::: SELECTED EXTRACT

It's been a few years since I had children, but I still don't have my pre-pregnancy body back. I exercise and eat well, but I still want surgery. Are there places that specialize in this type of surgery? Is it safe to go with this option?
Mommymakeovers.net. It sounds like a casting call for a new reality TV show. Overworked, harried moms from around the country gather in some remote location and compete each week for luxuries like manicures, massages, maybe even a seaweed wrap.
In reality, websites like this one are popping up all over the internet and what they're advertising is not quite as gentle as a few superficial fixes. Instead, they're marketing what are starting to be referred to as "mommy jobs"-a combination of several plastic surgeries aimed at erasing any shreds of physical evidence that a woman has gone through the life- and body-altering experience of pregnancy.
What can you expect with a mommy makeover? It usually involves a breast lift, a tummy tuck, and liposuction. Dozens of doctors across the country now advertise these combination surgeries in this manner and many women say they feel better about their bodies after regaining their pre-pregnancy forms. Over the last year, over 300,000 women between the ages of 20 and 39 opted for the mommy makeover, raising its popularity by 11 percent since 2005.
Despite the cheerful way these surgery packages are portrayed, there are real dangers behind any serious surgery. Any single procedure carries risks, but a combination of procedures raises these risks, which can include everything from infection to death.
And while the doctors who perform mommy makeovers tout all-in-one surgery as a convenient way to get your pre-pregnancy body back in a flash, other doctors continue to look askance at what they perceive as a bottom-line marketing tactic. On their website, Dallas-based plastic surgeons Dr. Harlan Pollock and Dr. Todd Pollock state: "The term 'makeover' tends to trivialize a combination of major surgical procedures."
Today's popular media pushes an exacting and narrow definition of beauty and women's bodies. From the furor surrounding the modeling world and its emaciated young women to the debate over how creative a professional photo retoucher should be when it comes to a celebrity's less-than-perfect image, women are hardly (if ever) immune from the pressures of physical perfection.
However, describing a post-pregnancy body as a "deformity" that requires repair is not only inaccurate but highly offensive to the women of previous generations who lived without the benefit (or curse) of plastic surgery. And while mommy makeovers may be in vogue at the moment, even critics of the procedure still point out that while the American Society of Plastic Surgeons reported a rise in cosmetic surgeries in women of child-bearing age over the past year, there are no clear numbers as to how many of these child-bearing women actually have children.
In the end, there is nothing wrong with opting for a tummy tuck or a breast lift after your body changes due to pregnancy. But do the research and find not only a reputable plastic surgeon, but also one who views your health and not your wallet as his or her top priority. Since a mommy makeover can run anywhere from $10,000 to $30,000, take care to spend wisely.

::::::

_WHAT THIS TASK INVOLVES_:
According to the article on mommy makeovers, which procedures does a mommy makeover usually involve?

::: DATA LISTING

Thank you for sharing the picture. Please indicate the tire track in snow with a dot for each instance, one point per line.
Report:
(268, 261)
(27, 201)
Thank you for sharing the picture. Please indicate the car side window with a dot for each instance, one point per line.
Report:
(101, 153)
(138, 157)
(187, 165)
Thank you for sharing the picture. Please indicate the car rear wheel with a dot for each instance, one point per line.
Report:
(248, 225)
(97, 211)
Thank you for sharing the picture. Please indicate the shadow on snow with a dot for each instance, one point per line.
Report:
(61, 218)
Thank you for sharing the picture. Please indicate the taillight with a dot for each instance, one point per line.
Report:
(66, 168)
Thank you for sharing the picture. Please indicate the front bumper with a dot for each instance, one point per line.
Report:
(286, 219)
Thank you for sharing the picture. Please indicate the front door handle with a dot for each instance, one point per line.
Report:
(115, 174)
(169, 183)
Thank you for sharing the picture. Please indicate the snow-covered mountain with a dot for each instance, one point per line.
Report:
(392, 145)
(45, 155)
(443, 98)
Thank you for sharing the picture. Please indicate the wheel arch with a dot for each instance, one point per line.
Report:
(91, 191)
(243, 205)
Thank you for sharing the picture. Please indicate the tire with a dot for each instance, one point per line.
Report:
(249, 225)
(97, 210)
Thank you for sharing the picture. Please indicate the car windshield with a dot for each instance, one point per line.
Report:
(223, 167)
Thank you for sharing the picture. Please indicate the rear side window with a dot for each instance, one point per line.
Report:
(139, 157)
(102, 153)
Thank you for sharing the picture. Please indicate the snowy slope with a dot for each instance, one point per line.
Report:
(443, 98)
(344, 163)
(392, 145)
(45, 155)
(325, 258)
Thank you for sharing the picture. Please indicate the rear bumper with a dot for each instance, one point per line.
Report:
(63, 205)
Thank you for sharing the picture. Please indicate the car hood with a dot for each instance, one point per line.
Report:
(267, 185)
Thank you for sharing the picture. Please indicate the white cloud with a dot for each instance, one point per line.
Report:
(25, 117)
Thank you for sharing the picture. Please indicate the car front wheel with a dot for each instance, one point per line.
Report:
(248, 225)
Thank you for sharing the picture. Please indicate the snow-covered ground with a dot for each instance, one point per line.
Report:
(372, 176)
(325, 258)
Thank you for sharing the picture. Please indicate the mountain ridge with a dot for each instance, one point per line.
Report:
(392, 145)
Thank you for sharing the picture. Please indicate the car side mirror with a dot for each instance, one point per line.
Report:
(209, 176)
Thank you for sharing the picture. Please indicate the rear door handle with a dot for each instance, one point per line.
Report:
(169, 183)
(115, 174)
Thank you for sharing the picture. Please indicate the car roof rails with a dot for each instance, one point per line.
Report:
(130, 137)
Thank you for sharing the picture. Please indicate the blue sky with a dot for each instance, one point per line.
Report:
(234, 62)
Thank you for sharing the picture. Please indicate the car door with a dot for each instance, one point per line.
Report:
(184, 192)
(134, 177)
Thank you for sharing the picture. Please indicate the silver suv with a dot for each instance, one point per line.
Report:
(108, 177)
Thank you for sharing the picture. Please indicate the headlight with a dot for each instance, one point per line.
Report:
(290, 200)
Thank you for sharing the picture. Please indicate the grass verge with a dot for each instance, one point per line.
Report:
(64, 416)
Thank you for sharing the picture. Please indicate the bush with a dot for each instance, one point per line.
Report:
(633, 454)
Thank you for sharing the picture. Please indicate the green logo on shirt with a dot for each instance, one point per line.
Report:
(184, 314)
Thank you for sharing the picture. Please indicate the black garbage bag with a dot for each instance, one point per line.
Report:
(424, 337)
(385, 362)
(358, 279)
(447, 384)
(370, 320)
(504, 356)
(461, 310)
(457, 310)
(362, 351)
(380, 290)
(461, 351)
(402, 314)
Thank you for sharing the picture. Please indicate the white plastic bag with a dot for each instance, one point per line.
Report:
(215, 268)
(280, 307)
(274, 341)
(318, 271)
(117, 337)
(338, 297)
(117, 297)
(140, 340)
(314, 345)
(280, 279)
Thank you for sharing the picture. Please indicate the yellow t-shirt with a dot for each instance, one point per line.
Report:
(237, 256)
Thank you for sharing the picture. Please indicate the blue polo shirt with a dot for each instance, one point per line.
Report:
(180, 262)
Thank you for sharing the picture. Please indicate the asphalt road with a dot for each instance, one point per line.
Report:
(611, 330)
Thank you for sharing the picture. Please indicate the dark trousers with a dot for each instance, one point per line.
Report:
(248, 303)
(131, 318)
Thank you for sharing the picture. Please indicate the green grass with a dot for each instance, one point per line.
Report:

::::::

_PROBLEM SOLUTION_:
A breast lift, a tummy tuck, and liposuction.